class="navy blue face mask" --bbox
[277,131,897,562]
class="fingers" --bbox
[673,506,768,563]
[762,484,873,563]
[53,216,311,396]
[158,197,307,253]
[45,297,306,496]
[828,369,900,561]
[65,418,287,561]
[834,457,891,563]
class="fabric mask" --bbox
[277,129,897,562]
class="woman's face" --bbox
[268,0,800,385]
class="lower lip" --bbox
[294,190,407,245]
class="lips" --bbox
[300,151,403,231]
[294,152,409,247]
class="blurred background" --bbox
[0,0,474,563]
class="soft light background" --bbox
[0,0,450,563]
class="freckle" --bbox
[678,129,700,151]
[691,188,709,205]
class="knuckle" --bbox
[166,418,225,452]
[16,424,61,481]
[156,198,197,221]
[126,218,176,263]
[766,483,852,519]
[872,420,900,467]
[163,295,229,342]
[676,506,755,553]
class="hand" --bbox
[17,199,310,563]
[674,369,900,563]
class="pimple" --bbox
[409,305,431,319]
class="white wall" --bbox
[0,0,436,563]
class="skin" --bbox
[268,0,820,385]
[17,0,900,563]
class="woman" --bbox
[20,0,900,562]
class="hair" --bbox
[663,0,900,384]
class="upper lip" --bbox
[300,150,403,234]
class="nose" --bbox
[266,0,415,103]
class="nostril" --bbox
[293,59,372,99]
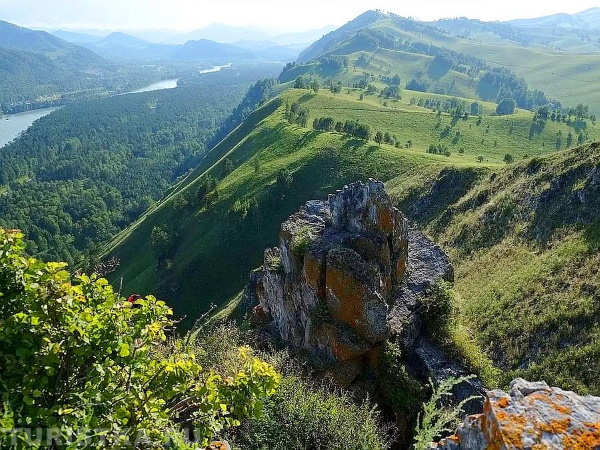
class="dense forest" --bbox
[0,66,282,263]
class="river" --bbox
[0,107,58,148]
[0,77,182,148]
[127,78,179,94]
[0,63,231,148]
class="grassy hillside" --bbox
[106,81,600,393]
[388,143,600,395]
[107,91,492,326]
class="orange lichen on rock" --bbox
[435,379,600,450]
[304,253,324,297]
[326,267,365,330]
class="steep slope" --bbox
[298,11,386,63]
[397,143,600,393]
[106,85,600,392]
[294,12,600,114]
[173,39,252,61]
[107,91,488,325]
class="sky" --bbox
[0,0,600,32]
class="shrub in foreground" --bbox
[0,229,279,448]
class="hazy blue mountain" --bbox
[509,8,600,29]
[0,21,101,58]
[173,39,254,61]
[172,23,269,44]
[233,41,306,62]
[298,11,387,63]
[270,25,337,48]
[575,7,600,29]
[76,31,180,60]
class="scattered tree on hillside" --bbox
[310,80,321,94]
[294,75,308,89]
[496,98,516,116]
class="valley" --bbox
[0,8,600,450]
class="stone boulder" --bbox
[245,180,453,385]
[431,378,600,450]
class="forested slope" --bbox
[106,87,600,392]
[0,69,280,263]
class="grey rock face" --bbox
[432,378,600,450]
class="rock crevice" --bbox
[246,180,453,384]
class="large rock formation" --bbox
[246,180,460,385]
[431,378,600,450]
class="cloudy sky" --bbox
[0,0,600,31]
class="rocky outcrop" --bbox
[245,180,460,385]
[431,378,600,450]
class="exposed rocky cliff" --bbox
[246,180,478,390]
[431,378,600,450]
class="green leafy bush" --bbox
[0,228,279,448]
[292,225,313,256]
[378,341,424,420]
[194,323,394,450]
[414,375,477,450]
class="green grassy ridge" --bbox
[109,90,600,393]
[290,90,600,165]
[388,144,600,395]
[296,17,600,114]
[106,91,480,325]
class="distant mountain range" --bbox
[49,27,305,62]
[0,21,112,104]
[52,24,336,48]
[508,8,600,29]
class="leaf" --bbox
[119,343,131,357]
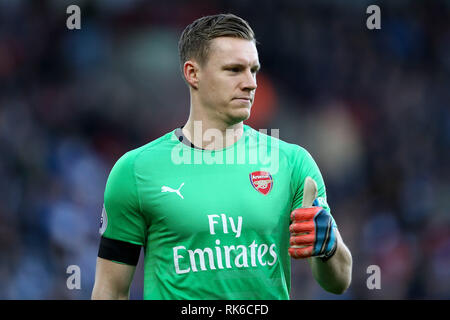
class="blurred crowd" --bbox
[0,0,450,299]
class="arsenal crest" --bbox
[250,171,273,195]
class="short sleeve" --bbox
[100,152,147,246]
[291,146,331,216]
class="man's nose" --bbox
[242,70,258,91]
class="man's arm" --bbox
[308,230,352,294]
[91,258,136,300]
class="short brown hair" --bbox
[178,13,256,69]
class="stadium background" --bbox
[0,0,450,299]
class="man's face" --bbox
[198,37,260,125]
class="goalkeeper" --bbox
[92,14,352,300]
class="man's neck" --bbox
[182,116,244,150]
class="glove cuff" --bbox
[320,241,337,262]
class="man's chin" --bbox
[230,108,250,124]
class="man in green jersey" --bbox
[92,14,352,299]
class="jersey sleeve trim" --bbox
[98,236,141,266]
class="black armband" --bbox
[98,237,141,266]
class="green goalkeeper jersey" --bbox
[99,125,329,299]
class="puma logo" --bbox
[161,182,184,199]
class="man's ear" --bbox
[183,60,200,89]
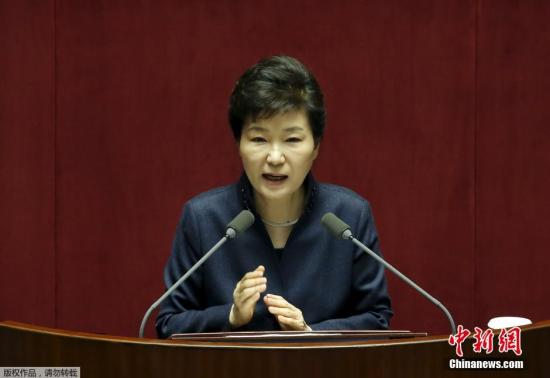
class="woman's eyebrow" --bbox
[247,126,267,131]
[284,126,304,132]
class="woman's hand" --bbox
[229,265,267,328]
[264,294,311,331]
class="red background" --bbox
[0,0,550,336]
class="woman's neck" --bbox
[254,186,305,223]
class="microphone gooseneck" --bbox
[139,210,254,337]
[321,213,456,334]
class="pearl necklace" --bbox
[262,218,300,227]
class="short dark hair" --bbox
[229,55,326,144]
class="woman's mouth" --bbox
[262,173,288,183]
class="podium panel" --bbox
[0,321,550,378]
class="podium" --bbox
[0,321,550,378]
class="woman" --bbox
[156,56,392,337]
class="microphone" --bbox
[139,210,254,337]
[321,213,456,335]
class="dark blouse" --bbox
[156,174,393,337]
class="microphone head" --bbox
[321,213,351,239]
[225,210,254,239]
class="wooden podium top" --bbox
[0,321,550,378]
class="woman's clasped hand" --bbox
[229,265,311,331]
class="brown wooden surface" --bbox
[0,321,550,378]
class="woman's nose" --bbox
[267,149,285,165]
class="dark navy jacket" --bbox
[156,174,393,337]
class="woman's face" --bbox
[239,110,319,200]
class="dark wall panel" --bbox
[316,1,475,333]
[475,1,550,320]
[0,1,55,326]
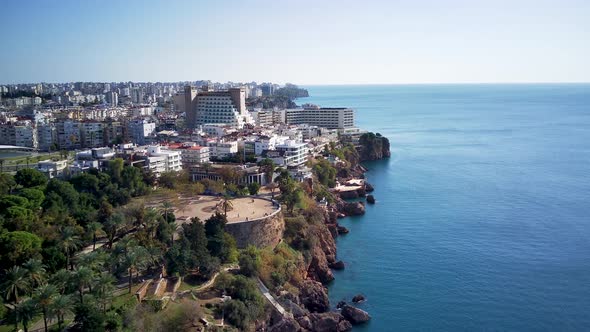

+ + +

Problem to work on
Please collect every line of the rows above that contains the word "panel".

Task solution
class="podium panel" --bbox
class="dark wall panel" --bbox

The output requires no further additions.